_Problems to solve_
1 - Please answer these questions about the forum thread on choosing between NC50 and NW45:
(a) Which MUFE shade does the first poster say matches perfectly?
(b) In which foundation did NC50 match well for the first poster but feel too creamy?
(c) Which undertone does the second poster lean toward?
2 - Resume the forum thread on choosing between NC50 and NW45 after its final post.

-- Start Text block --

# Anyone caught between NC50 and NW45



## Entice (Mar 26, 2009)

Hello everyone, I am new to the board and I just wanted to know if I was the only one having this issue.  I have been wearing MAC since I was 18 I always assumed that I was an NW45 but in their foundations and sometimes concealers, I find them a tad bit to red. I tried out the Studio Sculpt foundation and the NC50 matched well but was just too creamy for my skin.  
Does anyone have this problem (being caught up between NW and NC shades)?  I wear MUFE in 175 and that matches perfectly.


----------



## thatgrlispoison (Mar 26, 2009)

I had the same problem. I wore NW45 for years but it started to look too red to me in some formulations. Once I switched to NC50 it was like a lightbulb went off in my head. It was a much better match. You may have both warm and cool undertones. I have both but I'm leaning more towards the cool side. I would try the NC50 and the NW45 in some different formulations and see which one you like better. You can always ask for samples.

I wouldn't base your decision on that Studio Sculpt foundation though because that's a new line and it's to my understanding that the shades (as far as numbers go) are not quite right so the shades don't match up to their other MAC lines. I don't think they've worked all the kinks out of the studio sculpt line yet.

-- End Text block --
-- Start Information shown --

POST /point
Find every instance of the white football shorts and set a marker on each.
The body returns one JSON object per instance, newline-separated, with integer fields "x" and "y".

-- End Information shown --

_Outputs for the tasks_
1 -
(a) 175
(b) Studio Sculpt
(c) The cool side

2 -
----------



## MAHALO (Mar 26, 2009)

STUDIO SCULPT colors are off. I normally wear NW43 (summer) SPF liquid and NC45 (winter) Mineralized Satin. STUDIO SCULPT colors didn't work for me.


----------



## ayisha (Mar 26, 2009)

Yup! i have 4 seasons 50 45 and in between both leaning to either side lol


----------



## K_ashanti (Mar 27, 2009)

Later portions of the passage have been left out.